Instructions for the task: Set down the full listing exactly as given. Any pictures are to be left out.

Materials provided:
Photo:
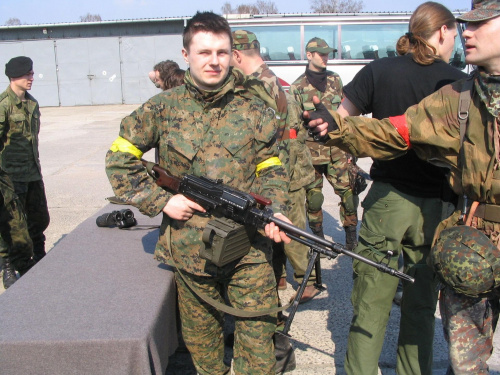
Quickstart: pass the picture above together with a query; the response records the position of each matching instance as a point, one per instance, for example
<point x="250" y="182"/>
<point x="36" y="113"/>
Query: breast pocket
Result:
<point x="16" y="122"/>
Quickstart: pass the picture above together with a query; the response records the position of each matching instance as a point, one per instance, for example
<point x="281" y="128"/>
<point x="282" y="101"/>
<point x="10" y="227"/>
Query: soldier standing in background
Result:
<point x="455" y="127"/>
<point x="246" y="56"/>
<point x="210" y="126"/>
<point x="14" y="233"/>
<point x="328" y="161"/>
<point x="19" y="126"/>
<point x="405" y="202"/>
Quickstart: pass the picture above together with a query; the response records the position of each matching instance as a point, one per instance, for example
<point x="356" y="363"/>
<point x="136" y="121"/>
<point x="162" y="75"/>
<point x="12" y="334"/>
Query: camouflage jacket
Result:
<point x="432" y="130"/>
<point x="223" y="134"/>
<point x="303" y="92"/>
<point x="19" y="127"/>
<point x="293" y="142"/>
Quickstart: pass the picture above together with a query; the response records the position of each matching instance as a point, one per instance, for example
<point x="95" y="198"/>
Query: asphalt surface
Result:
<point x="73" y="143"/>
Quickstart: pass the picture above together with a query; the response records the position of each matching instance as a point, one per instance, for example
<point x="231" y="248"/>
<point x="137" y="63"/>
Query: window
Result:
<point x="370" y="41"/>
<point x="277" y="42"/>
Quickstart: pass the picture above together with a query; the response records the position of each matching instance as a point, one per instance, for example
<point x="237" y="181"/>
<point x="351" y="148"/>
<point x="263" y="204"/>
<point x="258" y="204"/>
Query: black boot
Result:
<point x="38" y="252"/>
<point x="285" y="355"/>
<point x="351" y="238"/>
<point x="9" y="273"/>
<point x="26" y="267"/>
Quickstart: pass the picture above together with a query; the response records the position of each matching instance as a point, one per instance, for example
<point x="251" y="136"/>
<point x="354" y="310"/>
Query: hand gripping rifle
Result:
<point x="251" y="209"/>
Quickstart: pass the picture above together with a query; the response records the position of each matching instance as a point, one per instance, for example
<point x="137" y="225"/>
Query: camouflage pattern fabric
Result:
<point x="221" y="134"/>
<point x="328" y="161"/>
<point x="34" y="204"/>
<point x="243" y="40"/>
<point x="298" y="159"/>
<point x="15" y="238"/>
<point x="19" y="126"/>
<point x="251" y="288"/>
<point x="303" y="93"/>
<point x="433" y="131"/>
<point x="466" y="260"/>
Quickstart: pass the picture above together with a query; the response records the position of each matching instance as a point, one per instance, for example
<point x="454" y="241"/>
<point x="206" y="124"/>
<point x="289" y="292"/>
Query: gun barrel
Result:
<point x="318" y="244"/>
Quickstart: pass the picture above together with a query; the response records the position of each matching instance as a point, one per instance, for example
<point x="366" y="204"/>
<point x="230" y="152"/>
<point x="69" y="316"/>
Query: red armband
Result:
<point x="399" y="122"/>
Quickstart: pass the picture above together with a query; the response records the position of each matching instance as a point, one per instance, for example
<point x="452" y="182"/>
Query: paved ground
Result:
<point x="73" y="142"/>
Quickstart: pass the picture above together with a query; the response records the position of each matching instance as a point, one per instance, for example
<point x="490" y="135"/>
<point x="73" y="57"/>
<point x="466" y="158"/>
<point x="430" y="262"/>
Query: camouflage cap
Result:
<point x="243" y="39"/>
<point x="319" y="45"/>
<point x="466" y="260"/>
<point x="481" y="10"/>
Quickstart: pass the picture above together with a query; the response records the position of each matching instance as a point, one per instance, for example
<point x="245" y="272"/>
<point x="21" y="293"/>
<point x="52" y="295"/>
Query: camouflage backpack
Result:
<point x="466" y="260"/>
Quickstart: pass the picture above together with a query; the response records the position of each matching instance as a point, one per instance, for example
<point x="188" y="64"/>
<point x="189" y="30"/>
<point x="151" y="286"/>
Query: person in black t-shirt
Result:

Reply to the exercise:
Photo:
Quickstart: pass the picture above together with a query; the response records the position of each matching instance as a point, one per instance, for example
<point x="250" y="182"/>
<point x="36" y="113"/>
Query: breast pocket
Result:
<point x="16" y="122"/>
Quickstart: pass the picture above together with a query; the response records the position of each matching instance as a point, one per instance, for example
<point x="281" y="128"/>
<point x="282" y="101"/>
<point x="10" y="227"/>
Query: soldier standing in background
Result:
<point x="455" y="127"/>
<point x="246" y="56"/>
<point x="210" y="126"/>
<point x="14" y="233"/>
<point x="328" y="161"/>
<point x="19" y="126"/>
<point x="405" y="202"/>
Quickstart: pass the picture above together with a query; the response records the position of each matching instance as a point, one per instance, for example
<point x="356" y="363"/>
<point x="136" y="121"/>
<point x="162" y="75"/>
<point x="12" y="334"/>
Query: camouflage jacket
Result:
<point x="432" y="130"/>
<point x="223" y="134"/>
<point x="303" y="92"/>
<point x="19" y="127"/>
<point x="293" y="142"/>
Quickstart: pass the picture above together with a query; the response records the position of each matching instance as a point, one per instance, for example
<point x="95" y="198"/>
Query: asphalt surface
Result:
<point x="73" y="143"/>
Quickstart: pass the picture above together with a query; the response records the position of each matching instance as a point, one per instance, for example
<point x="231" y="248"/>
<point x="137" y="63"/>
Query: window
Result:
<point x="370" y="41"/>
<point x="277" y="42"/>
Quickstart: pass the picture above together with a query; the response records the position of each matching instance as a point, one per instance, for example
<point x="237" y="181"/>
<point x="351" y="148"/>
<point x="263" y="204"/>
<point x="258" y="204"/>
Query: black boot
Result:
<point x="38" y="252"/>
<point x="285" y="355"/>
<point x="351" y="238"/>
<point x="9" y="273"/>
<point x="26" y="267"/>
Quickstart: pass the picture above together with a query; the response records the position of each matching instance as a point, one per instance, for example
<point x="251" y="136"/>
<point x="354" y="310"/>
Query: hand gripping rifle
Result:
<point x="251" y="209"/>
Quickstart: pass the picture above together with a query; the response records the position of each matching instance as a point, one per instance, for example
<point x="137" y="225"/>
Query: camouflage pattern fabric
Result:
<point x="221" y="134"/>
<point x="328" y="161"/>
<point x="34" y="204"/>
<point x="243" y="40"/>
<point x="298" y="159"/>
<point x="15" y="238"/>
<point x="19" y="126"/>
<point x="251" y="288"/>
<point x="303" y="93"/>
<point x="433" y="131"/>
<point x="466" y="260"/>
Quickstart: pass the picture above together with a query; the response records the position of each matching instance as a point, one per instance, for example
<point x="454" y="241"/>
<point x="206" y="124"/>
<point x="289" y="292"/>
Query: gun barrel
Result:
<point x="318" y="244"/>
Quickstart: pass the picture above together with a query; the response records the position of each matching instance as a point, one per instance, for example
<point x="366" y="204"/>
<point x="230" y="152"/>
<point x="69" y="316"/>
Query: red armband
Result:
<point x="399" y="122"/>
Quickstart: pass the picture above together with a query; the response records the position of each matching instance as a point, one per instance, for example
<point x="452" y="182"/>
Query: paved ground
Result:
<point x="73" y="142"/>
Quickstart: pass the picture above together with a query; the response records the position of each matching instance as a point, one per instance, for example
<point x="490" y="135"/>
<point x="73" y="57"/>
<point x="466" y="158"/>
<point x="430" y="262"/>
Query: camouflage cap
Result:
<point x="243" y="39"/>
<point x="319" y="45"/>
<point x="466" y="260"/>
<point x="481" y="10"/>
Quickstart: pass the picture above together with a query; the response records the position of each matching instance as a point, one per instance, for example
<point x="245" y="272"/>
<point x="21" y="293"/>
<point x="52" y="295"/>
Query: camouflage backpack
Result:
<point x="466" y="260"/>
Quickstart: pass the picture above together with a query; the response records the position of each matching instance as a point, one per instance, for example
<point x="188" y="64"/>
<point x="189" y="30"/>
<point x="151" y="286"/>
Query: person in black t-shirt
Result:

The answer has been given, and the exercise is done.